### DATA PROVIDED
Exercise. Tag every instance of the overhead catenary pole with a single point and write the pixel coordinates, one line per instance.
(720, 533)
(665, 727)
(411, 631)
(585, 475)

### OBJECTIVE
Please rewrite the items above, swapping "catenary pole" for "utility pole" and leaving everything else unchanged.

### RESULT OF THIS TASK
Exercise. Tag every instance of the overhead utility pole with a single point and write the pixel coordinates, one line per instance.
(720, 533)
(665, 727)
(411, 631)
(585, 475)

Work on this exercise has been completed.